- **Passage to read**
◆ ◆ ◆

Getting Value From Retention Analysis
The ability to derive insights from retention analysis goes beyond knowing how to generate and read a report — it depends on knowing what questions to ask. We recognize determining what metrics to analyze is difficult, so we’ve created a short list of tips below. Please don’t hesitate to reach out to email@example.com if you would like some guidance on how to analyze your data.
Tip 1: Retention analysis is particularly useful for making sure that changes to your application actually drive engagement. If you’ve made product improvements over time, you can use retention analysis to see if these changes have made an impact. You will most likely want to make sure that your newest users are more engaged, as this signals that product iterations are driving retention.
Tip 2: Retention analysis enables analyzing engagement even when masked by growth metrics. 52 Weeks of UX has a great write-up on this topic.
Tip 3: It is always best to define the start event as a one-time event to render clear results when grouping by the Date of Start Event. If you define the start event as a repeated event, such as Session, the first row of your retention table will likely be inflated. This is because the number of users in a cohort is defined by the first time they completed an action within the time range defined (which most likely will not be all-time). Thus, activity in the first row of your table will be artificially high from the activity of your power users.
Tip 4: Although we use retention and engagement synonymously in our documentation, it is always good to keep in mind the difference between the two.
Frequently Asked Questions
Why is the first row in my retention report always so high?
This is a result of the fact that each cohort is mutually exclusive. For example, if a user is already counted in row 0, then they will not show up in row 1, even if they were active during that time frame. No user is double-counted.
Above the first row in your chart, there is an implicit, unseen number of rows that we don’t show that would have further segmented your user activity. Since your retention report is set up to only count user activity within a specific time frame, anyone who would have been counted in one of those rows is automatically bucketed with the first row.
Why does the count of users whose first event was in the time range decrease in each row?
Depending on what you’re analyzing, as you look at the later cells to the right, the number of users who have completed the first time event may drop. This is because the number of users counted in each cell varies based on their event start date. For example, we may be analyzing the use of a specific tool over the past year, where each cell represents a month in that year. Users who haven’t been using that tool for over a year won’t be included in these later cells, because that time hasn’t passed for those users yet. So if a user started using the tool 6 months into that year, then they wouldn’t be counted in the cell that represents users who have used the tool for 7-12 months.
To make this a little more clear, try grouping these users by the date they completed the start event using the group by modifier Date of Start Event.
The resulting report will update with the time window of the start event listed next to each row. You’ll notice that the amount of cells listed for each row decreases by one in each row until the last row only has one ‘0’ cell.
Each cell in that row represents the number of users who have had activity for the length of time that the column header designates. To return to our previous example of analyzing use of a tool over the past year, the first row represents users who have used the tool for 12 months; the second represents users who have used the tool for 11 months; the third row represents users who have used the tool for 10 months; and so on. So for the third row, which represents users who have ten months of activity, there won’t be a cell representing users with 11 or 12 months of activity, because not enough time has passed for those users for anyone to be counted in that cell.

◆ ◆ ◆

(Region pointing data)
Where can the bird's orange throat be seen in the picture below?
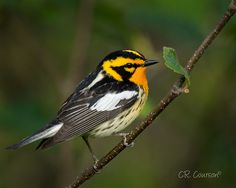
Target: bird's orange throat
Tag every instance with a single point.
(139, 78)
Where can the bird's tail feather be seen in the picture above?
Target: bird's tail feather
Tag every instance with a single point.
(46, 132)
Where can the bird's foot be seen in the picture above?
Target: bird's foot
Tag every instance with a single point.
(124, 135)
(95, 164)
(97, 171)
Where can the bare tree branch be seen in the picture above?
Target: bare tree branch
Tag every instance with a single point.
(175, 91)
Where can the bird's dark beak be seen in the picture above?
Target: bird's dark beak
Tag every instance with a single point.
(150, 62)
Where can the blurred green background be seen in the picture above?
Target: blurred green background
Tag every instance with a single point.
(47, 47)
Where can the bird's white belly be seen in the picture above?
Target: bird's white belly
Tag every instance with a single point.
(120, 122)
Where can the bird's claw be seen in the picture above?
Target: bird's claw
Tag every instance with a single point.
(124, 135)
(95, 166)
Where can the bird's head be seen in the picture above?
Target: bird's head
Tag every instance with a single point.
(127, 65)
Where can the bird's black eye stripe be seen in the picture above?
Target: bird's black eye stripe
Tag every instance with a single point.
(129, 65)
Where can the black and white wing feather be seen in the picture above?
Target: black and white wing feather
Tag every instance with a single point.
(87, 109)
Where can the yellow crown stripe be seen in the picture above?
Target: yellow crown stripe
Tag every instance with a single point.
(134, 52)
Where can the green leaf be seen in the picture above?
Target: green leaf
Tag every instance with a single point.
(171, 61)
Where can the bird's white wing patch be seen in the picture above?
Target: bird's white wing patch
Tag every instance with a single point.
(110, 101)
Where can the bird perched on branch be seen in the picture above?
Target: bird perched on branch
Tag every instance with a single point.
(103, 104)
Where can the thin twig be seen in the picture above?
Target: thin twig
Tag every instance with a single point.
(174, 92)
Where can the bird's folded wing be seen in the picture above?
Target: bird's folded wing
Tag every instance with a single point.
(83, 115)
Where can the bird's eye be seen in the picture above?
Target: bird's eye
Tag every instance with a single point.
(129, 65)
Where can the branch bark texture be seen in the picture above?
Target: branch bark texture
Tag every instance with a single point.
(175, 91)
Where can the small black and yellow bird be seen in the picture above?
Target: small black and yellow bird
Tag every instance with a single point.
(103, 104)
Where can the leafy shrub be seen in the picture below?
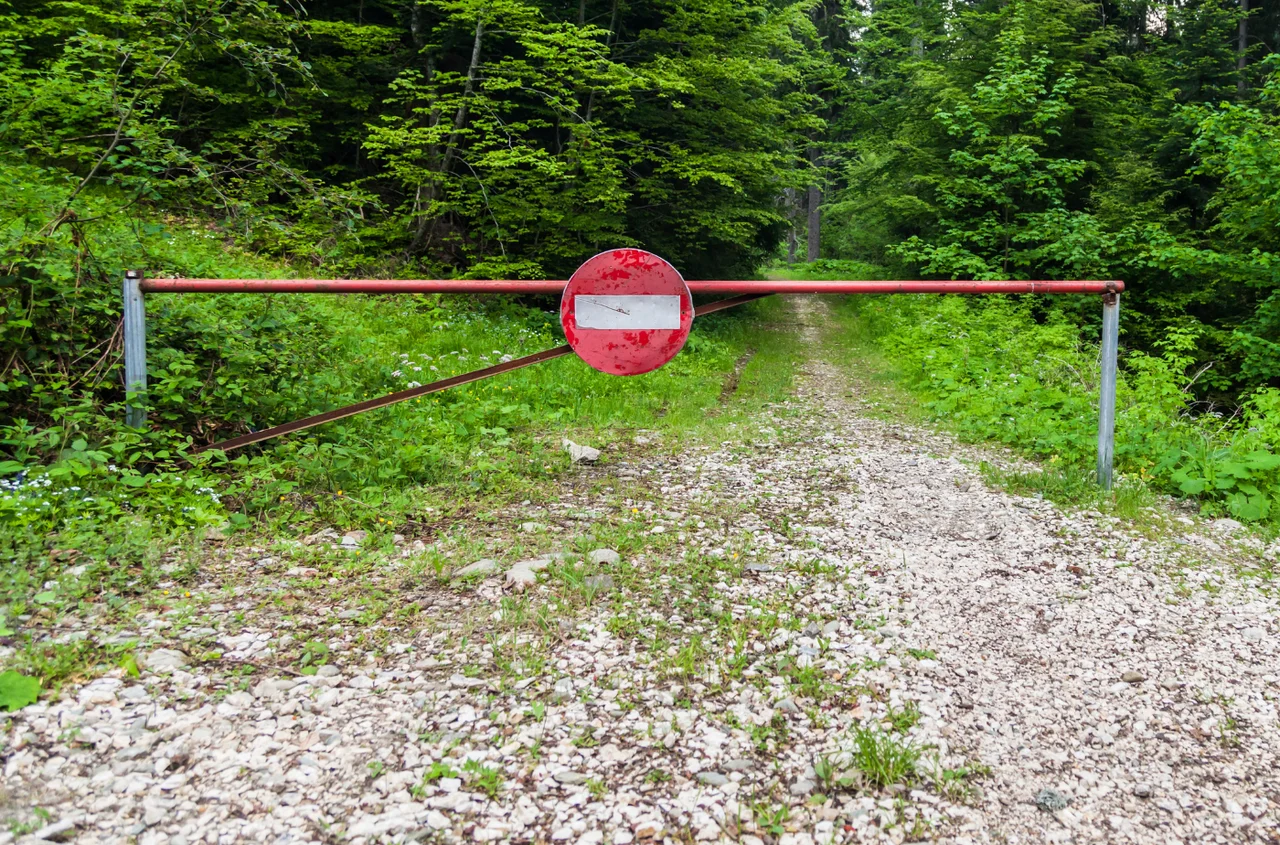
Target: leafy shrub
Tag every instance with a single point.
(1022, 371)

◆ ◆ ◆

- **Using the information**
• 1. Answer these questions using the retention analysis page:
(a) What kind of event does Tip 3 recommend defining as the start event?
(b) If a user is already counted in row 0, will they show up in row 1 if they were active during that time frame?
(c) Which group by modifier is suggested for grouping users by the date they completed the start event?
• 2. From the retention analysis page, print the passage that opens with the words "Above the first" and closes with "the first row.".

- **Answers in order**
• 1.
(a) A one-time event.
(b) No. Each cohort is mutually exclusive, and no user is double-counted.
(c) Date of Start Event.

• 2.
Above the first row in your chart, there is an implicit, unseen number of rows that we don’t show that would have further segmented your user activity. Since your retention report is set up to only count user activity within a specific time frame, anyone who would have been counted in one of those rows is automatically bucketed with the first row.